Excerpts of location labeling data →
==================================================
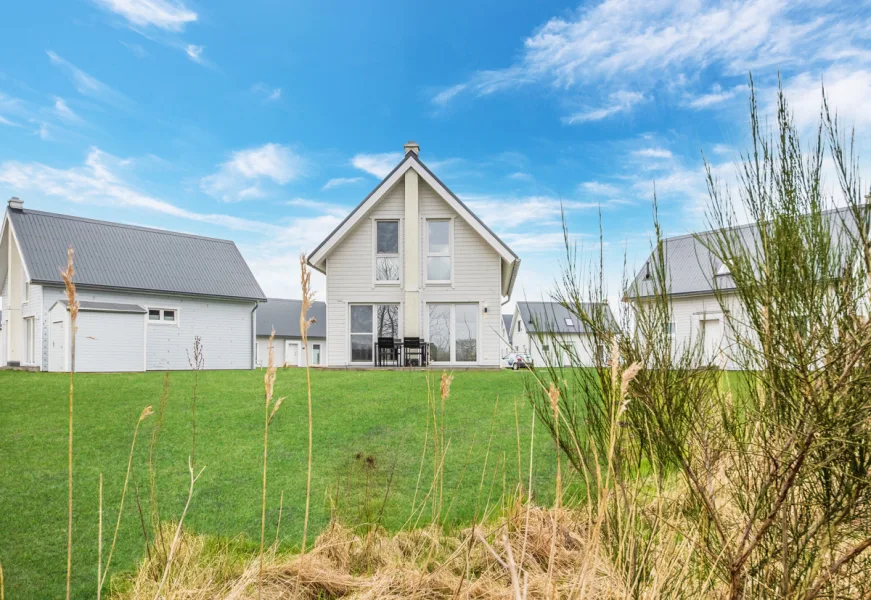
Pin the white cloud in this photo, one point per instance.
(240, 178)
(163, 14)
(195, 53)
(86, 84)
(65, 112)
(716, 96)
(600, 189)
(653, 153)
(341, 181)
(617, 102)
(99, 181)
(378, 165)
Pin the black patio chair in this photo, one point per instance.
(415, 352)
(387, 352)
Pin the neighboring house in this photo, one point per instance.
(144, 294)
(412, 261)
(553, 335)
(693, 274)
(283, 316)
(506, 334)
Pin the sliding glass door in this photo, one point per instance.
(368, 323)
(453, 332)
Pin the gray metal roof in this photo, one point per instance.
(692, 269)
(284, 316)
(550, 317)
(118, 256)
(87, 305)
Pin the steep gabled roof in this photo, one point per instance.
(553, 317)
(126, 257)
(411, 160)
(283, 315)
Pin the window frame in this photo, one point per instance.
(374, 332)
(397, 256)
(449, 253)
(453, 334)
(162, 320)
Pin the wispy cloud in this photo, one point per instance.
(715, 97)
(659, 153)
(378, 165)
(606, 45)
(341, 181)
(86, 84)
(168, 15)
(618, 102)
(266, 92)
(100, 181)
(241, 177)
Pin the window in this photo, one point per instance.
(453, 332)
(368, 323)
(387, 263)
(30, 340)
(162, 315)
(438, 250)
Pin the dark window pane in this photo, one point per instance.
(388, 237)
(388, 320)
(466, 328)
(440, 332)
(386, 268)
(361, 319)
(361, 348)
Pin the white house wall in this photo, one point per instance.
(476, 273)
(224, 326)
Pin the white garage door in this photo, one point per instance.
(110, 341)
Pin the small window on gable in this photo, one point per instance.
(162, 315)
(387, 263)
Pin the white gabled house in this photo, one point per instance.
(413, 262)
(282, 317)
(144, 295)
(554, 336)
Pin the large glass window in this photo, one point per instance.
(438, 256)
(453, 332)
(387, 263)
(368, 323)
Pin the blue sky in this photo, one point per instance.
(266, 122)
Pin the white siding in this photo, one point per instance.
(109, 342)
(476, 273)
(279, 347)
(225, 327)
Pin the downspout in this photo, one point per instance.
(254, 336)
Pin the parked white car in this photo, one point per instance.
(517, 360)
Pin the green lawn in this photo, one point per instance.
(357, 415)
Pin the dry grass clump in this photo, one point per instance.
(424, 563)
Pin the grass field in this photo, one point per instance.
(367, 425)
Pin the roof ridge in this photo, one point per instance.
(43, 213)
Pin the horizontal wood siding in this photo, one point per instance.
(224, 326)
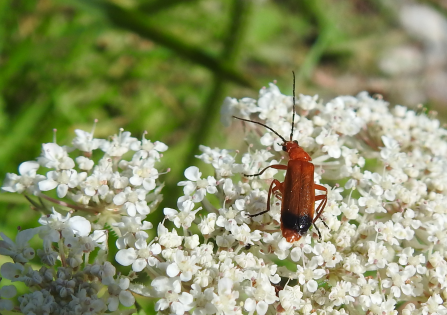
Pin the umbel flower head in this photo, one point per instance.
(382, 248)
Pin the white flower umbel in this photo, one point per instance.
(382, 250)
(114, 190)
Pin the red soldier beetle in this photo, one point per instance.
(297, 192)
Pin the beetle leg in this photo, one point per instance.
(275, 166)
(276, 185)
(319, 234)
(320, 187)
(277, 190)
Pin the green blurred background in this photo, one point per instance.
(165, 66)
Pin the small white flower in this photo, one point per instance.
(140, 257)
(85, 142)
(182, 266)
(27, 180)
(54, 156)
(196, 185)
(185, 216)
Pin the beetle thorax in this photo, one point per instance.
(296, 152)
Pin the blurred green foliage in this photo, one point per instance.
(165, 66)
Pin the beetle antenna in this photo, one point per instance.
(256, 122)
(293, 115)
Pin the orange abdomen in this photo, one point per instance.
(298, 199)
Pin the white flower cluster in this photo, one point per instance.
(383, 243)
(75, 277)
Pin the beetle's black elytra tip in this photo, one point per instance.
(297, 223)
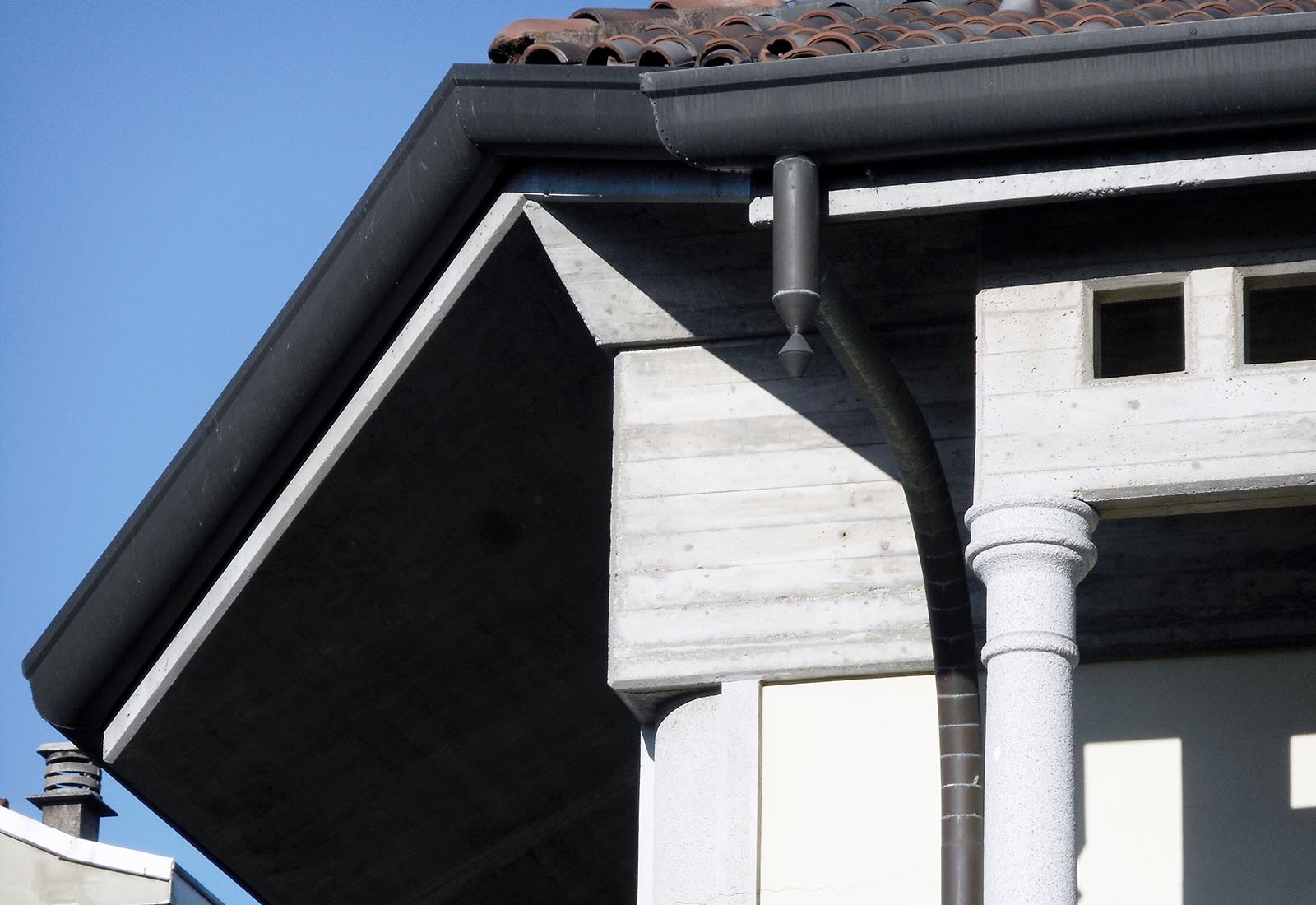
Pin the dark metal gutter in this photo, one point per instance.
(1168, 79)
(994, 95)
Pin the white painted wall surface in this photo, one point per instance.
(1219, 429)
(43, 866)
(1194, 775)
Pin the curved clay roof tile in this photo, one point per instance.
(558, 53)
(714, 4)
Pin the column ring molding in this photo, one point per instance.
(1031, 643)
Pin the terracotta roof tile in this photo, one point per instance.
(686, 33)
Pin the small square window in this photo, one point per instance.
(1138, 331)
(1280, 318)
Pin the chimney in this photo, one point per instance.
(72, 799)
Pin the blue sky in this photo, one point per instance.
(169, 171)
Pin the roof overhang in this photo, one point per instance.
(428, 225)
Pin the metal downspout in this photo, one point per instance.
(798, 278)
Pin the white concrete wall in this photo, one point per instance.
(43, 866)
(1195, 777)
(1221, 433)
(757, 527)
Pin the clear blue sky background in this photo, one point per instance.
(169, 171)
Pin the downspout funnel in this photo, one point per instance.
(796, 263)
(798, 296)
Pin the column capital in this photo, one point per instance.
(1031, 531)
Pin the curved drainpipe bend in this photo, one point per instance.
(802, 294)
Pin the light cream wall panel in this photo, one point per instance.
(850, 793)
(758, 531)
(1195, 779)
(1221, 430)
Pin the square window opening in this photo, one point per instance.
(1280, 318)
(1138, 331)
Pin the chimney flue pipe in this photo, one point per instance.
(72, 797)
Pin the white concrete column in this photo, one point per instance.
(1031, 553)
(701, 788)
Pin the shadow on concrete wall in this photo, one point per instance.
(1234, 716)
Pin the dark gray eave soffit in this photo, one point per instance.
(949, 101)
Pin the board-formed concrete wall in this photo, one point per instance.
(757, 527)
(1221, 433)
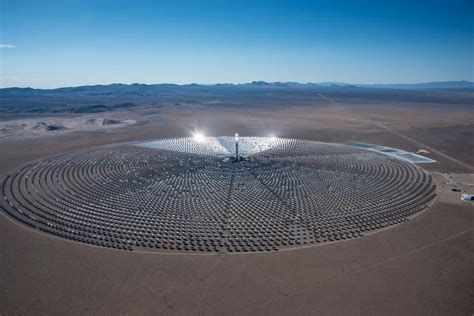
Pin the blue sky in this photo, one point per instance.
(66, 43)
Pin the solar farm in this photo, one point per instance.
(191, 194)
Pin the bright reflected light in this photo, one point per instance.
(199, 137)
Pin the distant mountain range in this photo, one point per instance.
(111, 88)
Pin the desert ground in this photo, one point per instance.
(423, 266)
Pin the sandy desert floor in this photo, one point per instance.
(423, 266)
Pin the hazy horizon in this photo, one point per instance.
(51, 43)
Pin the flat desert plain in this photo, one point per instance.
(422, 266)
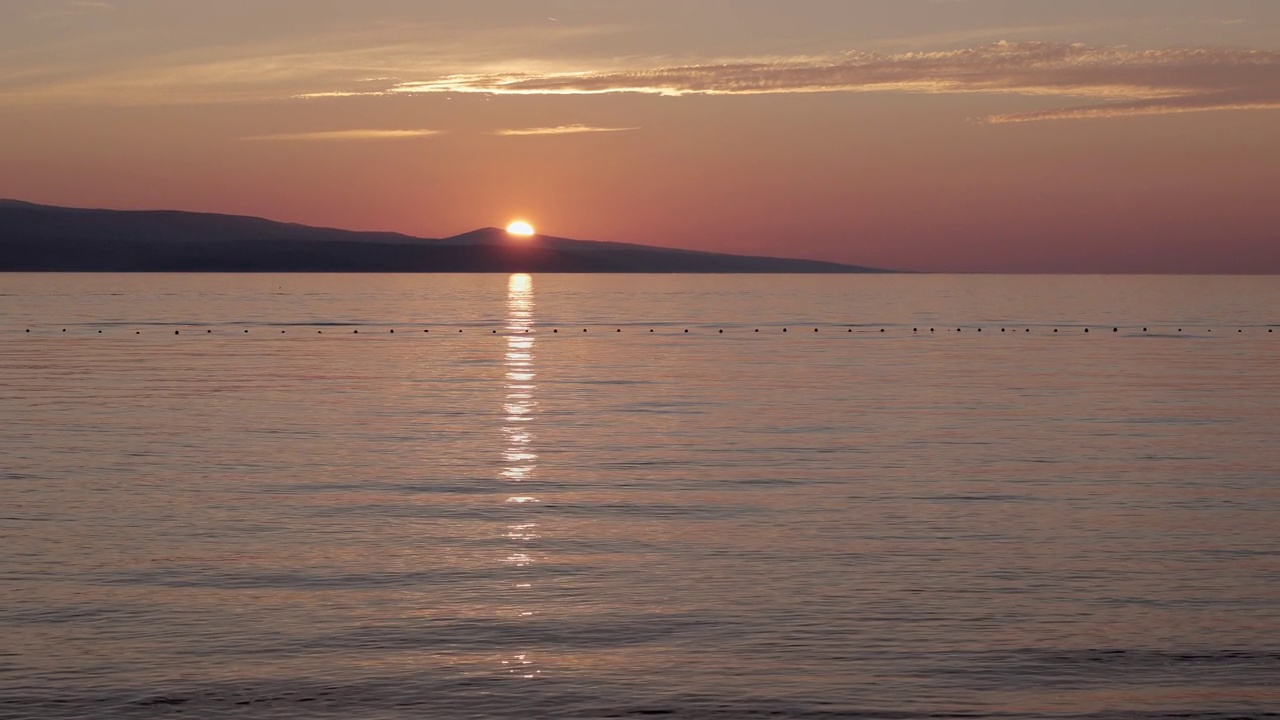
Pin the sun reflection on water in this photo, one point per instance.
(519, 456)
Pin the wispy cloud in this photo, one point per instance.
(1130, 81)
(350, 62)
(346, 135)
(557, 130)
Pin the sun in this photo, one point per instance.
(520, 228)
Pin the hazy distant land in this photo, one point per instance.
(48, 238)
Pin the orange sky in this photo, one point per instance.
(933, 135)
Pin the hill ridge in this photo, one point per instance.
(51, 238)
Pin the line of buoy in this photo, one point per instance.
(1056, 331)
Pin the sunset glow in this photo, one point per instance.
(520, 228)
(919, 135)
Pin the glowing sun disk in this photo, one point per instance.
(520, 228)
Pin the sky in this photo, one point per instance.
(1069, 136)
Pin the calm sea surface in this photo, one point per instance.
(507, 516)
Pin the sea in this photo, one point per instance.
(400, 496)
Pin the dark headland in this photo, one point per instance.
(48, 238)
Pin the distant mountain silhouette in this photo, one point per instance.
==================================================
WHAT YOU WILL DO →
Transcribe every record above exactly as written, leaving out any pictures.

SOLUTION BELOW →
Pin the white cloud in this photo, one point per instance.
(240, 178)
(163, 14)
(195, 53)
(86, 84)
(65, 112)
(716, 96)
(600, 189)
(653, 153)
(341, 181)
(617, 102)
(99, 181)
(378, 165)
Pin the black patio chair in this photo, one point per instance.
(415, 352)
(387, 352)
Pin the neighboring house in this photo, one point per instance.
(144, 294)
(412, 261)
(553, 335)
(693, 274)
(283, 316)
(506, 334)
Pin the sliding glass door in this photo, one point per instance.
(368, 323)
(453, 332)
Pin the gray metal roof in this photo, one point per instance.
(692, 269)
(284, 316)
(550, 317)
(118, 256)
(87, 305)
Pin the steep gabled roof in this photo, one point per instance.
(553, 317)
(126, 257)
(411, 160)
(283, 315)
Pin the window frame in this photo, one point per instance.
(374, 332)
(397, 256)
(449, 253)
(453, 334)
(162, 320)
Pin the wispy cloud in this photo, one point per instance.
(715, 97)
(659, 153)
(378, 165)
(606, 45)
(341, 181)
(86, 84)
(168, 15)
(618, 102)
(266, 92)
(100, 181)
(241, 177)
Pin the window in this photo, one point per instance.
(453, 332)
(368, 323)
(387, 263)
(30, 340)
(162, 315)
(438, 250)
Pin the dark window pane in this photo, one point per instance.
(388, 237)
(388, 320)
(466, 328)
(440, 332)
(386, 268)
(361, 319)
(361, 348)
Pin the white house wall in this photo, one point per instance.
(476, 273)
(224, 326)
Pin the white garage door in this photo, one point per instance.
(110, 341)
Pin the small window on gable in this photo, one point per instance.
(162, 315)
(387, 263)
Pin the white gabled house in this photo, one point per instance.
(413, 262)
(282, 317)
(144, 295)
(554, 336)
Pin the large glass window in this photo, one point per instance.
(438, 256)
(453, 332)
(387, 263)
(368, 323)
Pin the blue sky in this photo, one point per instance.
(266, 122)
Pin the white siding in this photo, one point per instance.
(109, 342)
(476, 273)
(279, 347)
(225, 327)
Pin the downspout in this photo, one point per instance.
(254, 336)
Pin the parked white car in this photo, one point per instance.
(517, 360)
Pin the green lawn in this photo, one point per instance.
(357, 415)
Pin the dry grass clump in this photo, one point per instance.
(424, 563)
Pin the grass field in this photo, one point per instance.
(367, 425)
Pin the roof ridge in this photo, one point per instance.
(43, 213)
Pin the horizontal wood siding in this photo, one point per instance.
(224, 326)
Pin the umbel flower head in this photo, one point per instance.
(382, 248)
Pin the white flower umbel in this photo, one point per instance.
(382, 250)
(114, 190)
Pin the red soldier beetle in this photo, one point per instance.
(297, 192)
Pin the beetle leg in this photo, one point per instance.
(275, 166)
(276, 185)
(319, 234)
(320, 187)
(277, 190)
Pin the green blurred background in this photo, one point per instance.
(165, 66)
Pin the small white flower in this photo, one point per instance.
(140, 257)
(85, 142)
(182, 266)
(27, 180)
(54, 156)
(196, 185)
(185, 216)
Pin the beetle thorax in this photo, one point per instance.
(296, 152)
Pin the blurred green foliage in this photo, one point per instance.
(165, 66)
Pin the beetle antenna in this photo, one point per instance.
(256, 122)
(293, 115)
Pin the orange abdomen in this photo, one point per instance.
(298, 199)
Pin the white flower cluster in this photo, one point per instance.
(383, 243)
(75, 277)
Pin the beetle's black elytra tip in this photo, one point per instance.
(297, 223)
Pin the dark metal gutter in this photo, one point per instance.
(1168, 79)
(994, 95)
Pin the white painted wall surface in this photo, one point per instance.
(1219, 429)
(43, 866)
(1194, 775)
Pin the curved clay roof tile in this photo, one point per instance.
(558, 53)
(714, 4)
Pin the column ring molding in this photo, one point per instance.
(1031, 643)
Pin the terracotta roof tile in this photo, one point per instance.
(686, 33)
Pin the small square window in this photo, one point per instance.
(1138, 331)
(1280, 318)
Pin the chimney in this photo, one point per instance.
(72, 799)
Pin the blue sky in this photo, one point per instance.
(169, 171)
Pin the roof overhang in this photo, one point per instance.
(428, 225)
Pin the metal downspout in this photo, one point per instance.
(798, 278)
Pin the white concrete wall in this photo, one point per instance.
(43, 866)
(1195, 777)
(1221, 433)
(757, 527)
Pin the clear blue sky background in this photo, one point per instance.
(169, 171)
Pin the downspout funnel in this photo, one point per instance.
(796, 263)
(798, 296)
Pin the column capital in this photo, one point per instance.
(1031, 531)
Pin the curved drainpipe bend in this photo, one point per instance.
(802, 294)
Pin the light cream wall panel in this photo, one point per instance.
(850, 793)
(758, 531)
(1195, 779)
(1221, 430)
Pin the square window opening in this photo, one point per instance.
(1280, 318)
(1138, 331)
Pin the chimney flue pipe in this photo, one point per instance.
(72, 797)
Pin the white concrete column in this photo, one point per instance.
(1031, 553)
(701, 788)
Pin the shadow on concrete wall in this photo, one point per instance.
(1234, 716)
Pin the dark gray eave soffit in this photo, one point per instance.
(949, 101)
Pin the board-formed concrete wall in this photo, one point per instance.
(757, 527)
(1221, 433)
Pin the blue sky in this photo, one point per instance.
(66, 43)
Pin the solar farm in this photo, one point per instance.
(191, 194)
Pin the bright reflected light in this photo, one point per instance.
(199, 137)
Pin the distant mountain range in this photo, one point per instance.
(111, 88)
Pin the desert ground in this photo, one point per instance.
(423, 266)
Pin the sandy desert floor in this photo, one point per instance.
(423, 266)
Pin the hazy horizon in this photo, one point per instance.
(51, 43)
Pin the flat desert plain in this photo, one point per instance.
(422, 266)
Pin the sun reflection on water in this photo, one point per instance.
(519, 456)
Pin the wispy cloud in this photo, one point per instance.
(1130, 81)
(350, 62)
(346, 135)
(557, 130)
Pin the sun in this photo, one point per instance.
(520, 228)
Pin the hazy distant land in this photo, one point per instance.
(48, 238)
Pin the orange sky in this photo, one point per instance.
(933, 135)
Pin the hill ridge in this photo, one point per instance.
(51, 238)
Pin the line of buoy in this photo, one point per instance.
(1056, 331)
Pin the sunset glow in this photo, one point per instance.
(520, 228)
(919, 135)
Pin the glowing sun disk in this photo, one point per instance.
(520, 228)
Pin the sky in this photo, one point per instance.
(1069, 136)
Pin the calm sea surface in this photo, one point per instance.
(507, 516)
Pin the sea in this photo, one point per instance.
(400, 496)
Pin the dark headland in this photo, one point per instance.
(48, 238)
Pin the distant mountain silhouette in this photo, one point per instance.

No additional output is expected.